__Given request__.
Render the rows below as a JSON list of strings, one string per line and blank lines left out, from the line containing "segment white t-shirt" through the line containing "MULTIPOLYGON (((3 62, 4", both included.

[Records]
※

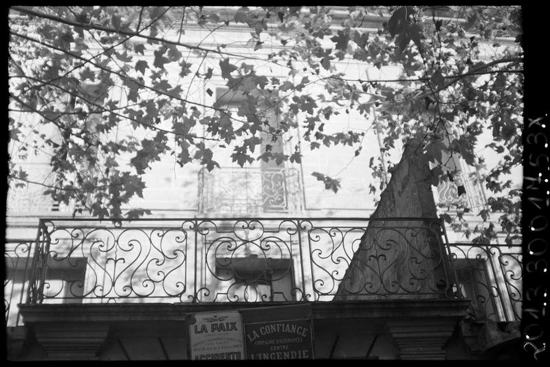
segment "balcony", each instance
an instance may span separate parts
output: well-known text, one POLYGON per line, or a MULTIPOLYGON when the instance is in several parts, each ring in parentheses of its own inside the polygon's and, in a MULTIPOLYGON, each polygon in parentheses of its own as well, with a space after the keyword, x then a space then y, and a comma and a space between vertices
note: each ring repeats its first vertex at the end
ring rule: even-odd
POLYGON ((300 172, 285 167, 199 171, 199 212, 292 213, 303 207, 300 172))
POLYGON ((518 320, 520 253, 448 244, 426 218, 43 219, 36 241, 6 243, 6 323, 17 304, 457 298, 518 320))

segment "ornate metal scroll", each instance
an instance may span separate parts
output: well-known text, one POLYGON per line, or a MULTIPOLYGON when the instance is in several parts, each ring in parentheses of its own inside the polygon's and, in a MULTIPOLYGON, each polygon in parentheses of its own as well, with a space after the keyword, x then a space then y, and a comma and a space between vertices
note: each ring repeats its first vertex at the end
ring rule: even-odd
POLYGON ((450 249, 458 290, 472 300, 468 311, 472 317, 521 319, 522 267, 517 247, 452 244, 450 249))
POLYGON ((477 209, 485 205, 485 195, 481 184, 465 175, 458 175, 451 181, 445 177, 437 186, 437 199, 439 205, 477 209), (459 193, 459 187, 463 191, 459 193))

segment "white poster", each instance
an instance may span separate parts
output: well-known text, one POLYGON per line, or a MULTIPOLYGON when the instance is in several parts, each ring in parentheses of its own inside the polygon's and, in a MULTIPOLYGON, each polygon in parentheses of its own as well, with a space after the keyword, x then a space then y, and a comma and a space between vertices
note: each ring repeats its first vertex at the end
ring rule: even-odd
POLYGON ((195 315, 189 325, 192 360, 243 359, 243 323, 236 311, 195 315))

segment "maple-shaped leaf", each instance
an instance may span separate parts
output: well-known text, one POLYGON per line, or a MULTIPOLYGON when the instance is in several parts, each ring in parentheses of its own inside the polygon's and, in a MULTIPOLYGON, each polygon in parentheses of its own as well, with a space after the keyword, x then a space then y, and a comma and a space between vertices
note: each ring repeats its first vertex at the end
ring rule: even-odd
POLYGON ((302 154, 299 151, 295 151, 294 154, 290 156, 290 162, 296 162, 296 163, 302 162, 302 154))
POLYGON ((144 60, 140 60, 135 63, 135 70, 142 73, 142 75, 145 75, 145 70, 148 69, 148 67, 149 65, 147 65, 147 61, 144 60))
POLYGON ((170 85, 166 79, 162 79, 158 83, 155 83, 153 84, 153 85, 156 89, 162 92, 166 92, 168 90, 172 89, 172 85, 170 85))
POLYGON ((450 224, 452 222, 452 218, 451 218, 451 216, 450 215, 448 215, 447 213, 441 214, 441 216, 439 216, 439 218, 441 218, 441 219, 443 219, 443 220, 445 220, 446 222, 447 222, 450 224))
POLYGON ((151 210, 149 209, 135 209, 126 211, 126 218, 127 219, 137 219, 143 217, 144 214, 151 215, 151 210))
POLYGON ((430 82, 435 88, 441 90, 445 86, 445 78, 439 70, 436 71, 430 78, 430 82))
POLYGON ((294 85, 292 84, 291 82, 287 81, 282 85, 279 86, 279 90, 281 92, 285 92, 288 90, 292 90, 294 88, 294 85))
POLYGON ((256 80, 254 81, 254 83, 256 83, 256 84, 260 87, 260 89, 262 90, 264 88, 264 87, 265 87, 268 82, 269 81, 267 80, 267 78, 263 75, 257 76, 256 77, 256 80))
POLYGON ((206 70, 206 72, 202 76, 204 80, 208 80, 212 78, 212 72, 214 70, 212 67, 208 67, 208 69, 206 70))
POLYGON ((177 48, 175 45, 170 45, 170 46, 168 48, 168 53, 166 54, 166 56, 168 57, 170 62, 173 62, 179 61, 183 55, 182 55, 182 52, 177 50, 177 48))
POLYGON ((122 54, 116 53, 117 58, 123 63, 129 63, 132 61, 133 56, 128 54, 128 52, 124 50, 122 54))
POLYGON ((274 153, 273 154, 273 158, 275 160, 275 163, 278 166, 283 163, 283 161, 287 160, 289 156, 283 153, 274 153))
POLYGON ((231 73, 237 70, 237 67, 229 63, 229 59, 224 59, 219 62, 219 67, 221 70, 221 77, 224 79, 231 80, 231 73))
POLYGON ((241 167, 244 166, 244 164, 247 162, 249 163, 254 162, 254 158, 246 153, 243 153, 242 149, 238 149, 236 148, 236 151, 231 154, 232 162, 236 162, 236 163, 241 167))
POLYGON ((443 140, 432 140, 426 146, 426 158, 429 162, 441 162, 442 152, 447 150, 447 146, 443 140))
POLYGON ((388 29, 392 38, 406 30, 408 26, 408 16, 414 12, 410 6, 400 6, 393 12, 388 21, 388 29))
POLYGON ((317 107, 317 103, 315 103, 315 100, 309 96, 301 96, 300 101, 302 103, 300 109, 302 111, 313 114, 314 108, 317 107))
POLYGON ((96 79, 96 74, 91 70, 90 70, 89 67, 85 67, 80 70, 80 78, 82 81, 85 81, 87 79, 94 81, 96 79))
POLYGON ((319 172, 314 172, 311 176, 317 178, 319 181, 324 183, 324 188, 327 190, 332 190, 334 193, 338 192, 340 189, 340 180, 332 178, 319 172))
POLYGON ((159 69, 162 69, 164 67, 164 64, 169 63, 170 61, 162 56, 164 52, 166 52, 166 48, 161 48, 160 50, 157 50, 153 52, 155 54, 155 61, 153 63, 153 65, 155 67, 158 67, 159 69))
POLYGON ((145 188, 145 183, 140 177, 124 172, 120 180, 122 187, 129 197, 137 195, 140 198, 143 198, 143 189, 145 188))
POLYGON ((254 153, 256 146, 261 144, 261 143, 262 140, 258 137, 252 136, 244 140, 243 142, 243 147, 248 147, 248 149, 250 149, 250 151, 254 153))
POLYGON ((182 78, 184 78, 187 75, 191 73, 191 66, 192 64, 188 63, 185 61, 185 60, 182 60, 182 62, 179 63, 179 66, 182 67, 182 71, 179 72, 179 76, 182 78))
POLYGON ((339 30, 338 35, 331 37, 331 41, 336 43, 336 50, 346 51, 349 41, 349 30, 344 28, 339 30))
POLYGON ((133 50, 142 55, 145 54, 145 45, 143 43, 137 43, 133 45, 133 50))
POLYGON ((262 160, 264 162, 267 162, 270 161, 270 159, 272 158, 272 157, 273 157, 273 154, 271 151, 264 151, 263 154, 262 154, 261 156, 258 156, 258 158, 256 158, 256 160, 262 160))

※

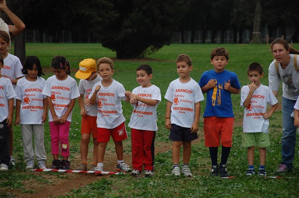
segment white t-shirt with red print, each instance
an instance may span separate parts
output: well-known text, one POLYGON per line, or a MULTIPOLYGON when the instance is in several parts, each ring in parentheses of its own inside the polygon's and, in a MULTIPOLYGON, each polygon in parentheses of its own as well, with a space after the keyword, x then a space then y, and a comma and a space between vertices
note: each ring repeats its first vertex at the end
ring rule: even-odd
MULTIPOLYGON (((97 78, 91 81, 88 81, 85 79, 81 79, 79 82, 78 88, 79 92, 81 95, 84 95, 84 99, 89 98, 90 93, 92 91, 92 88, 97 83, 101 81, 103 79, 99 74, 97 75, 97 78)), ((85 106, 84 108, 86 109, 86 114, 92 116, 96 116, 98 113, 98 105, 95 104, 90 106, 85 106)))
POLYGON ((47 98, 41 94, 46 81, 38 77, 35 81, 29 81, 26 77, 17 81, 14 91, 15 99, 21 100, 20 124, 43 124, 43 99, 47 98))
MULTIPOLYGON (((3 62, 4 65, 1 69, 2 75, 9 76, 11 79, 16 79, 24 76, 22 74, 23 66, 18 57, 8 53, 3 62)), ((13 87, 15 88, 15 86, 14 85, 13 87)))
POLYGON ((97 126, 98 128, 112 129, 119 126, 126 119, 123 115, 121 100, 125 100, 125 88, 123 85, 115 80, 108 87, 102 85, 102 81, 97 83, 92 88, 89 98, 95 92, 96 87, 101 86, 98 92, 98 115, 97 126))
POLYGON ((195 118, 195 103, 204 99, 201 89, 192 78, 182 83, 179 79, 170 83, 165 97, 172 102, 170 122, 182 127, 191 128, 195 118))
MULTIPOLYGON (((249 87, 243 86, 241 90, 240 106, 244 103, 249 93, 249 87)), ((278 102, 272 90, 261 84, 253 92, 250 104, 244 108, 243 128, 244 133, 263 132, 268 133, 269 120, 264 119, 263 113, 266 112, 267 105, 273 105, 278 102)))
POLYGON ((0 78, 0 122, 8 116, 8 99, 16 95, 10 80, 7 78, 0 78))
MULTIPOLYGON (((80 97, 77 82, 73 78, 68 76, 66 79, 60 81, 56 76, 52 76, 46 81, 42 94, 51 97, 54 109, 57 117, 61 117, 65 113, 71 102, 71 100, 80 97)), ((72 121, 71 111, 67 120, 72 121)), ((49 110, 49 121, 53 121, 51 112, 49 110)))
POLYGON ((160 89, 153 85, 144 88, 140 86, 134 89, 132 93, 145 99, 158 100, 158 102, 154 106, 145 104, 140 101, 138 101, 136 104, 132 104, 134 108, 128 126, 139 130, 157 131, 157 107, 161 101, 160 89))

※

__Answer below__.
[
  "segment white t-shirt with red print, each instance",
  "an instance may span separate parts",
  "output: well-known text, one POLYGON per line, or a MULTIPOLYGON when the instance is in several parts, each ring in parentheses of its own inside the polygon's and, in a MULTIPOLYGON, each polygon in parentheses of its own as well, with a space after the keyword, x then a space then y, and a comma and a space between vertices",
  "note: each ring repeats its first vertex at the end",
  "ring rule: even-odd",
  "MULTIPOLYGON (((97 78, 91 81, 88 81, 85 79, 81 79, 79 82, 78 88, 79 92, 81 95, 84 95, 84 99, 89 98, 90 93, 92 91, 92 88, 97 83, 101 81, 103 79, 99 74, 97 75, 97 78)), ((85 106, 84 108, 86 109, 86 114, 92 116, 96 116, 98 113, 98 105, 95 104, 90 106, 85 106)))",
  "POLYGON ((47 98, 41 94, 46 81, 38 77, 35 81, 29 81, 26 77, 17 81, 14 91, 15 99, 21 100, 20 124, 43 124, 43 99, 47 98))",
  "MULTIPOLYGON (((3 62, 4 65, 1 69, 2 75, 9 76, 11 79, 16 79, 24 76, 22 74, 23 66, 18 57, 8 53, 3 62)), ((13 87, 15 88, 15 86, 14 85, 13 87)))"
]